Hi! Did you enjoy your feast of tears? (Fat-free and zero calories!) Today we’re going to serve up the next course by looking at the curious case of John Freshwater, a middle-school science teacher and fundagelical zealot from Ohio who has finally gotten fully denied his attempts to coyly–and illegally–introduce religious indoctrination into his classroom.
A few years ago you might have heard of this guy. He’s the one who was, no shit, burning crosses into kids’ arms. When the kids’ parents freaked out at the school, Mr. Freshwater lied about what he’d done, saying oh no, it was just the letter X, not a cross, even though it totally looks like a total cross and not an X (whose arms are generally of equal length, rather than t-shaped like the burns were). How often have we seen Christians lie like this? Far, far too many; they depend upon the idea of plausible deniability to exercise their overreach. Unfortunately, the kids themselves–many of whom sounded otherwise quite receptive to his blandishments–described the burns as “crosses” and not as “a letter X.” Kids today… maybe crosses are the new emoji for the letter X, did these know-it-all court people think of that? I bet they didn’t!
Well, I’d heard about that incident, yes, but it didn’t even occur to me that this was the same guy whose court case has been winding through the system since, oh, 2008. Basically, he was teaching Creationism rather than real science and he got caught when one student’s parents brought a lawsuit against him and the school. In the fallout of the lawsuit, which eventually got settled out of court, Mr. Freshwater got fired. He in turn sued the school, saying that his dismissal was illegal. At every single level, he kept getting denied, but he kept appealing to the next highest level. Finally, he ended up at SCOTUS.

++++

Problem details
Reproduce the full passage about John Freshwater, word for word.

++++

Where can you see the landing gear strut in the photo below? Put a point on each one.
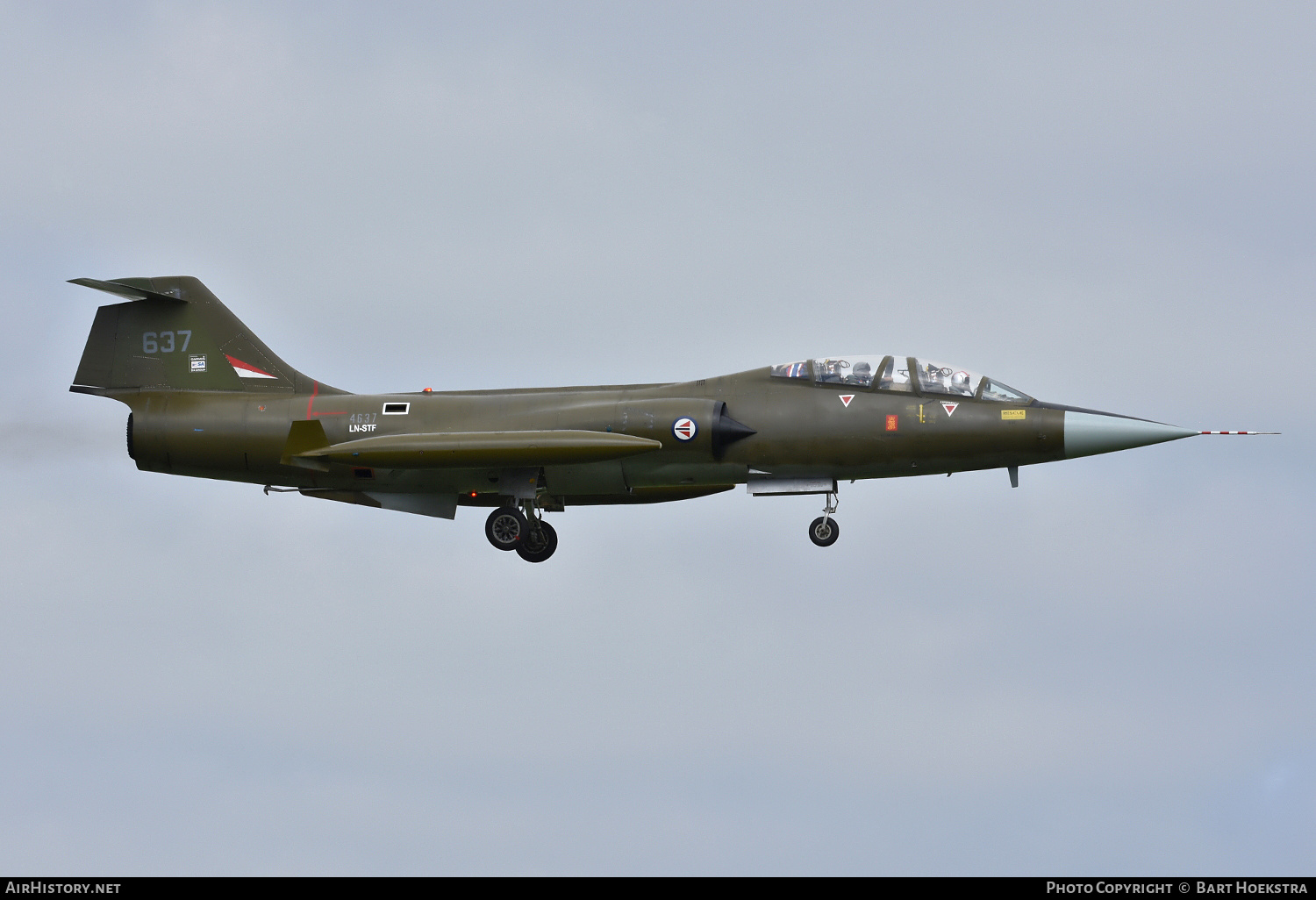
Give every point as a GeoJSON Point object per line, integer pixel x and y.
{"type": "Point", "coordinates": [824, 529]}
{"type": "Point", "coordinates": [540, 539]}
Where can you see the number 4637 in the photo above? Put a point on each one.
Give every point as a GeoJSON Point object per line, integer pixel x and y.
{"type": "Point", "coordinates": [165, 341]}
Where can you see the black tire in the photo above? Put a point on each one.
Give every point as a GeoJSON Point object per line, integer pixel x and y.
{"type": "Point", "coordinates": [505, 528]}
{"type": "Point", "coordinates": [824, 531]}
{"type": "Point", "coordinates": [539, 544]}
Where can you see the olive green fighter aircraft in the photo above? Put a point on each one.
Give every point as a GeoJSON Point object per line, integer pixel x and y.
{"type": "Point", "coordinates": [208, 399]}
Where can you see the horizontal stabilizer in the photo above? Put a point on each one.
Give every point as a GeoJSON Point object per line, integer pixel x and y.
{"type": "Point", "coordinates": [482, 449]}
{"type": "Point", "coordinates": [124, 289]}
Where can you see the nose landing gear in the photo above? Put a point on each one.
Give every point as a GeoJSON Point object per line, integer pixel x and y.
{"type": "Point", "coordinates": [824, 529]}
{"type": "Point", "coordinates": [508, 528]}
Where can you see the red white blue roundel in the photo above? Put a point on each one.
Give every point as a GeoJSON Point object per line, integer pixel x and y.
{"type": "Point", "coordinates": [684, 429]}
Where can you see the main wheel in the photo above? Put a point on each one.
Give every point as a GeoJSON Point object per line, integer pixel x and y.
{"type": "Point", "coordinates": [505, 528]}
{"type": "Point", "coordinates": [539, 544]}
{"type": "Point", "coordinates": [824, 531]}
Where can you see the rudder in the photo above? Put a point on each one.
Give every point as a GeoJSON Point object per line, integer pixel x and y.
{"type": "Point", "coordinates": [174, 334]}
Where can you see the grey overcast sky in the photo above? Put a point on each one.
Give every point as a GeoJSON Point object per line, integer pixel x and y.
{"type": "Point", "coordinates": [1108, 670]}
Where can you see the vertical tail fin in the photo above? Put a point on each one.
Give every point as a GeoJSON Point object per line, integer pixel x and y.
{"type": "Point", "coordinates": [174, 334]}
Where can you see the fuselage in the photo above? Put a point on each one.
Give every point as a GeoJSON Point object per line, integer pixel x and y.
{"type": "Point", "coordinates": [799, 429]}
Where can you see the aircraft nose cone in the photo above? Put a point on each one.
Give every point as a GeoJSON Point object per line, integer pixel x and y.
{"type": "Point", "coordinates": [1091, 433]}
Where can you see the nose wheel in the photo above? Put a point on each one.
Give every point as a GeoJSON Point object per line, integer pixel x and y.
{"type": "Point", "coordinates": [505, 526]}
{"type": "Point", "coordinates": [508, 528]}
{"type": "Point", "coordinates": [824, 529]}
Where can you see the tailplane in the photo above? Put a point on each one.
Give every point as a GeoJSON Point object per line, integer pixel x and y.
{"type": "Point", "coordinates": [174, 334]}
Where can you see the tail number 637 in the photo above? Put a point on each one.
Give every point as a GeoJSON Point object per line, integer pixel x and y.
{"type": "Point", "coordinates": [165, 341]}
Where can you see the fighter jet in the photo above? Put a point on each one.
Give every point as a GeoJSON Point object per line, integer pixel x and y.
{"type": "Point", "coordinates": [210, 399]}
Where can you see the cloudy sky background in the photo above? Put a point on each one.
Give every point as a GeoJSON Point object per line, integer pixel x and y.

++++

Written response
Hi! Did you enjoy your feast of tears? (Fat-free and zero calories!) Today we’re going to serve up the next course by looking at the curious case of John Freshwater, a middle-school science teacher and fundagelical zealot from Ohio who has finally gotten fully denied his attempts to coyly–and illegally–introduce religious indoctrination into his classroom.
A few years ago you might have heard of this guy. He’s the one who was, no shit, burning crosses into kids’ arms. When the kids’ parents freaked out at the school, Mr. Freshwater lied about what he’d done, saying oh no, it was just the letter X, not a cross, even though it totally looks like a total cross and not an X (whose arms are generally of equal length, rather than t-shaped like the burns were). How often have we seen Christians lie like this? Far, far too many; they depend upon the idea of plausible deniability to exercise their overreach. Unfortunately, the kids themselves–many of whom sounded otherwise quite receptive to his blandishments–described the burns as “crosses” and not as “a letter X.” Kids today… maybe crosses are the new emoji for the letter X, did these know-it-all court people think of that? I bet they didn’t!
Well, I’d heard about that incident, yes, but it didn’t even occur to me that this was the same guy whose court case has been winding through the system since, oh, 2008. Basically, he was teaching Creationism rather than real science and he got caught when one student’s parents brought a lawsuit against him and the school. In the fallout of the lawsuit, which eventually got settled out of court, Mr. Freshwater got fired. He in turn sued the school, saying that his dismissal was illegal. At every single level, he kept getting denied, but he kept appealing to the next highest level. Finally, he ended up at SCOTUS.